- Document extract -

## start

Redundant employees sue Fujitsu Siemens
The redundant employees of the Fujitsu Siemens plant located in Kilo, Finland, which was closed in 2000, brought legal proceedings against the company in February 2001. The employees are demanding compensation totalling some FIM 50 million for possible violation of the Finnish Cooperation Act's rules on negotiations over measures affecting personnel.
In February 2001, nine Finnish trade unions, on behalf of 219 members, initiated joint compensation proceedings in the courts against Fujitsu Siemens Computers for allegedly violating the Cooperation Act in connection with the closure of a computer plant located at Kilo, Finland. The company is being sued for compensation of 20 months' pay for each claimant, which is the highest possible compensation prescribed in the Cooperation Act. Altogether, the claims for compensation amount to over FIM 50 million. For individual employees, the claims vary from less than FIM 200,000 to over FIM 600,000.
The majority of the compensation claimants are members of the Metalworkers' Union (Metalliliitto) affiliated to the Central Organisation of Finnish Trade Unions (Suomen Ammattiliittojen Keskusjärjestö, SAK). Other claimants are members of the following affiliates of the Finnish Confederation of Salaried Employees (Toimihenkilökeskusjärjestö, STTK): the Union of Technical Employees (Teknisten Liitto, TL); the Union of Salaried Employees in Industry (Teollisuustoimihenkilöiden Liitto, STL); and the Federation of Special Service and Clerical Employees (Erityisalojen Toimihenkilöliitto, ERTO). The remainder are members of the following affiliates of the Confederation of Unions for Academic Professionals (Akateemisten Toimihenkilöiden Keskusjärjestö,AKAVA): the Finnish Association of Graduates in Economics and Business Administration (Suomen Ekonomiliitto, SEFE); the Union of Professional Engineers in Finland (Insinööriliitto, IL); the Finnish Association of Graduate Engineers (Tekniikan Akateemiset, TEK); the Central Union of Special Branches within AKAVA (Akavan Erityisalojen Keskusliitto, AEK); and the Association of Finnish Political Scientists (Valtiotieteilijöiden Liitto, SVAL).
In June 1999, the Japanese-owned Fujitsu and German-owned Siemens announced their intention to incorporate the greater part of their computer functions in Europe in Fujitsu Siemens Computers. The incorporation concerned the Finnish Fujitsu unit at Kilo, and two German units among others. After the new joint company started its activity, the employees of the Finnish unit were informed in December 1999, after a long period of uncertainty, of the commencement of a cooperation procedure with employee representatives on the subject of closing the plant. Even though the unit was profitable, the negotiations ended without result and all 450 employees were made redundant in April 2000 (FI0002136F).

## end

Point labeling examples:
## start

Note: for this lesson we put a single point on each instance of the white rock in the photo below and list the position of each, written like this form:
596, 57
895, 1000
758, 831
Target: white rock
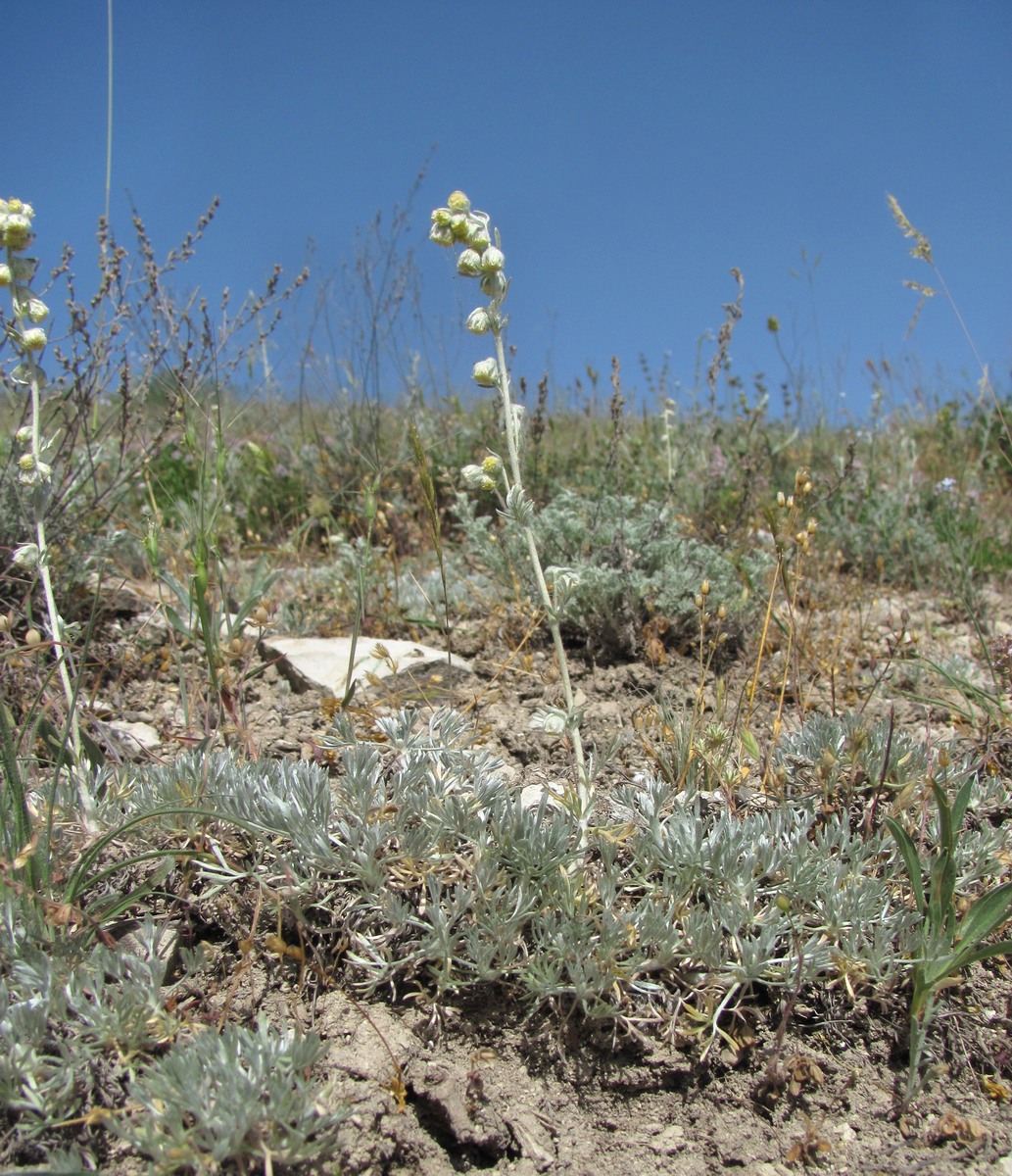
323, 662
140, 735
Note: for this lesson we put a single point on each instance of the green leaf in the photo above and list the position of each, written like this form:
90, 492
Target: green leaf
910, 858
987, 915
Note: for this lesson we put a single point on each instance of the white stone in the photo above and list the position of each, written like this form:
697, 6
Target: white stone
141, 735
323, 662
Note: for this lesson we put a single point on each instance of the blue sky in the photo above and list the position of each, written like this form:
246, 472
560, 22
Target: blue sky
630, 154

## end
## start

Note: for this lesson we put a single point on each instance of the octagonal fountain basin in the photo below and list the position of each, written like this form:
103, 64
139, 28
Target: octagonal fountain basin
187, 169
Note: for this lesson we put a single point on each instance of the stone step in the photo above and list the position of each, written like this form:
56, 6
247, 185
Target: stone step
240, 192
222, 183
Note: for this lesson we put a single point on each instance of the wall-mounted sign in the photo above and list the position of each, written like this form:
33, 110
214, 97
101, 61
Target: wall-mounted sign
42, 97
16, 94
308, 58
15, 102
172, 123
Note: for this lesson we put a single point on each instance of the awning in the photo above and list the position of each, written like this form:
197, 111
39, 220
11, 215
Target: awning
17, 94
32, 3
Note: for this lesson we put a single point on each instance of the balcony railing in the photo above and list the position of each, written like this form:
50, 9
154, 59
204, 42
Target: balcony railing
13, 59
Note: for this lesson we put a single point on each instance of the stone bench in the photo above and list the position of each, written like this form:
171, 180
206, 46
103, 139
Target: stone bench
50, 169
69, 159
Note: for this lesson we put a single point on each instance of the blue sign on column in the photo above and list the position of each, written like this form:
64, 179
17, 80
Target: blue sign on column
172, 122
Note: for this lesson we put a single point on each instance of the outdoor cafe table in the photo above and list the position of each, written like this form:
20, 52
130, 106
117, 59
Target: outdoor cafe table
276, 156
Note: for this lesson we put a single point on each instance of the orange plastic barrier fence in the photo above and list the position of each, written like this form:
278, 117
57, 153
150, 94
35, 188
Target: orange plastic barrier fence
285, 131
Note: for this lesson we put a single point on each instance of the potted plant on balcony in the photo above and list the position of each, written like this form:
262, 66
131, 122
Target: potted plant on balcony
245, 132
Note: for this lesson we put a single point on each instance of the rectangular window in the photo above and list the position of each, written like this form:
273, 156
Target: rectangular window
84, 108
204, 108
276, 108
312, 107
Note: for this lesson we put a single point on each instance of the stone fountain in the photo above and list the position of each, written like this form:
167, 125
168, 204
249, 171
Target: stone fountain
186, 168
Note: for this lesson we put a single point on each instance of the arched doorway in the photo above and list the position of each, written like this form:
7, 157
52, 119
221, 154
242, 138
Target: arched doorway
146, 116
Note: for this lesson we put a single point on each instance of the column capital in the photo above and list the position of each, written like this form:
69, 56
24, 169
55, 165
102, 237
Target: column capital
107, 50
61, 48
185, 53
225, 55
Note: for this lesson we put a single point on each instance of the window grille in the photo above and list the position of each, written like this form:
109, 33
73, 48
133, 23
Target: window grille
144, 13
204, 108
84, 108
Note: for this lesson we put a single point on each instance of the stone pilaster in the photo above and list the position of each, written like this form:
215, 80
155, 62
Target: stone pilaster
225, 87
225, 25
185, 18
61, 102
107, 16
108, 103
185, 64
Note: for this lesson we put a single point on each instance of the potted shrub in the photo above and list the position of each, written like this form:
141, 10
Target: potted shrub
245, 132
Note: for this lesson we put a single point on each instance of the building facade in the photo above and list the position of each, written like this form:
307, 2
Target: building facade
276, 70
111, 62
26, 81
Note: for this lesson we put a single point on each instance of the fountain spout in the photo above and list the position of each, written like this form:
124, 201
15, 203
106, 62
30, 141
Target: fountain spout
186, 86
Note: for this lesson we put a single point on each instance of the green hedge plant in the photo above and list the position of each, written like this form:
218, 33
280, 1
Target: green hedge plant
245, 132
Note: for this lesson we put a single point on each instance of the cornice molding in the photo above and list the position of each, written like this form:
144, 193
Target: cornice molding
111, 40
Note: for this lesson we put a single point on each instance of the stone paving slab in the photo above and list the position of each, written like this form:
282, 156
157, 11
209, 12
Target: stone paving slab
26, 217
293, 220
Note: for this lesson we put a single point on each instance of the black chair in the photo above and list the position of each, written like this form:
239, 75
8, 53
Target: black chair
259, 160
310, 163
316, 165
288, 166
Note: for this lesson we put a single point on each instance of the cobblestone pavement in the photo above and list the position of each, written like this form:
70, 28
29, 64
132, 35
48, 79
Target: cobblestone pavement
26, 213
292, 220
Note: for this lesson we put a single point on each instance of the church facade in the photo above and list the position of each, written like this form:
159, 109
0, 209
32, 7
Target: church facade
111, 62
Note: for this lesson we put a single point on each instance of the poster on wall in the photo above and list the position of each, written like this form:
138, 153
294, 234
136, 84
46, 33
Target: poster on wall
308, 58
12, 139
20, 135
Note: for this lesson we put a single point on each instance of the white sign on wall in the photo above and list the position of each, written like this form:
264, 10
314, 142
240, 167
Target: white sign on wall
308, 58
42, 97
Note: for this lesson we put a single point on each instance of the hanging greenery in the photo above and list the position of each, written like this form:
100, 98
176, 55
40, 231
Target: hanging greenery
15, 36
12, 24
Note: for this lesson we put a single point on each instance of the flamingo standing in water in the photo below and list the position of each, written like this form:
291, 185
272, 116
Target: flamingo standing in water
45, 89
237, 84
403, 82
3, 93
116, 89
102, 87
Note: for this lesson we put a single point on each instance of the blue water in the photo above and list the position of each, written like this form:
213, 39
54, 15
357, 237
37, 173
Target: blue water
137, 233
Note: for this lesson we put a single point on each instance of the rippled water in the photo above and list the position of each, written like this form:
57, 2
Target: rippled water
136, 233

## end

- The exercise -
Based on the article about the Fujitsu Siemens lawsuit, explain why each claimant is seeking compensation of 20 months' pay. The lines shown after the article are separate material with no connection to it.

- Reply to the task -
Twenty months' pay is the highest compensation the Cooperation Act prescribes. Each claimant is asking for the maximum amount the Act allows.